SHORT TASK:
Write out the whole listing again, exactly as given.

(A block of data)
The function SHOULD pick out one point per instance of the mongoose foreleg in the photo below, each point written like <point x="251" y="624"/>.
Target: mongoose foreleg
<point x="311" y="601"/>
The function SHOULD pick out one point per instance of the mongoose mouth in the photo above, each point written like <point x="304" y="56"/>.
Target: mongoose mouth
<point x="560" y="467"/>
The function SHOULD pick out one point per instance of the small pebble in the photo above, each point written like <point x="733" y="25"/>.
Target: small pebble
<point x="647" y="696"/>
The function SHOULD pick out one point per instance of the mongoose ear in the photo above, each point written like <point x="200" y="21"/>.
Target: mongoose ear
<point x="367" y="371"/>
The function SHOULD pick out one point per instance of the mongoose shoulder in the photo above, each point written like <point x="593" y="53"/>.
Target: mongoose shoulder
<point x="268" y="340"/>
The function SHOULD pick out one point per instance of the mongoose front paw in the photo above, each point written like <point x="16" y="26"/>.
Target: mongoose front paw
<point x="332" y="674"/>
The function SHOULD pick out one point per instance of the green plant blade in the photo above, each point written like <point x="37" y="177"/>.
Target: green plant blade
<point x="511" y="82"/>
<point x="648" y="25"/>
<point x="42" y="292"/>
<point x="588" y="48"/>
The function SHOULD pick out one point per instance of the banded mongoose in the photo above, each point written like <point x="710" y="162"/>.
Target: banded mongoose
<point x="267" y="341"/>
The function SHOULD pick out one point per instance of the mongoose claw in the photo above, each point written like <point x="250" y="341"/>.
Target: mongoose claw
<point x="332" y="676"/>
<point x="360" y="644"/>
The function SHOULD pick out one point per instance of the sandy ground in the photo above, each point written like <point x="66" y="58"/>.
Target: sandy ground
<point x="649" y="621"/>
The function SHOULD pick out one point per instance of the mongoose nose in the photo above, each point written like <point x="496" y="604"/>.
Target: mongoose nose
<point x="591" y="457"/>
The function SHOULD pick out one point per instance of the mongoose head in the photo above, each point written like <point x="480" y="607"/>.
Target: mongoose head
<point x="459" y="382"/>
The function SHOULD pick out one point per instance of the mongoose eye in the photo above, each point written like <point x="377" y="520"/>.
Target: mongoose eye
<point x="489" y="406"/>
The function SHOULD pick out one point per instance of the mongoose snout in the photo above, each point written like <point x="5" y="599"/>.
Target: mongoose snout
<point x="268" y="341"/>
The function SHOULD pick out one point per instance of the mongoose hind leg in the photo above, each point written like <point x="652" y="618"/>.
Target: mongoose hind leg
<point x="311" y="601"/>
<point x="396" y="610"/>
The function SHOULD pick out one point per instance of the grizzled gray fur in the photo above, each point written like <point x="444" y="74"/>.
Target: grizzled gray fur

FINISHED ANSWER:
The function SHOULD pick out one point per instance of the mongoose foreleg in the photo below, each point written like <point x="251" y="624"/>.
Target: mongoose foreleg
<point x="311" y="601"/>
The function SHOULD pick out one point per instance of the mongoose mouth in the photo above, each point written like <point x="304" y="56"/>.
Target: mongoose mouth
<point x="560" y="467"/>
The function SHOULD pick out one point per instance of the small pebble in the photo above, each point written like <point x="733" y="25"/>.
Target: small pebble
<point x="647" y="696"/>
The function SHOULD pick out one point per instance of the mongoose ear in the photo above, each point written like <point x="200" y="21"/>.
Target: mongoose ear
<point x="367" y="371"/>
The function SHOULD pick out one point per instance of the mongoose shoulder in the photo above, each point written like <point x="593" y="53"/>.
Target: mongoose shoulder
<point x="268" y="340"/>
The function SHOULD pick out one point per instance of the mongoose front paw in the photo above, each point written like <point x="16" y="26"/>.
Target: mongoose front paw
<point x="332" y="674"/>
The function SHOULD pick out one point per instance of the green plant blade in the photo above, each point written like <point x="37" y="177"/>.
Target: green plant blade
<point x="511" y="82"/>
<point x="648" y="25"/>
<point x="42" y="292"/>
<point x="588" y="48"/>
The function SHOULD pick out one point per instance of the banded mongoose in the photo above, each point written like <point x="710" y="162"/>.
Target: banded mongoose
<point x="267" y="341"/>
The function SHOULD pick out one point per instance of the mongoose claw in the photo above, each point written like <point x="250" y="341"/>.
Target: mongoose claw
<point x="332" y="676"/>
<point x="360" y="644"/>
The function SHOULD pick out one point per instance of the sandy ground in the photo above, each point written like <point x="66" y="58"/>.
Target: sandy ground
<point x="649" y="621"/>
The function SHOULD pick out one point per instance of the mongoose nose in the photo above, each point written like <point x="496" y="604"/>.
Target: mongoose nose
<point x="591" y="457"/>
The function SHOULD pick out one point per instance of the mongoose head in the photo above, each point written like <point x="480" y="607"/>.
Target: mongoose head
<point x="459" y="382"/>
The function SHOULD pick out one point per instance of the mongoose eye in the photo above, each point written like <point x="377" y="520"/>.
Target: mongoose eye
<point x="489" y="406"/>
The function SHOULD pick out one point per instance of the mongoose snout in the photo above, each point written like <point x="5" y="599"/>.
Target: mongoose snout
<point x="268" y="341"/>
The function SHOULD pick out one point per instance of the mongoose hind leg in the photo above, each point written like <point x="652" y="618"/>.
Target: mongoose hind leg
<point x="311" y="601"/>
<point x="396" y="610"/>
The function SHOULD pick out one point per instance of the grizzled gray fur in the photo above, each point written like <point x="444" y="74"/>.
Target: grizzled gray fur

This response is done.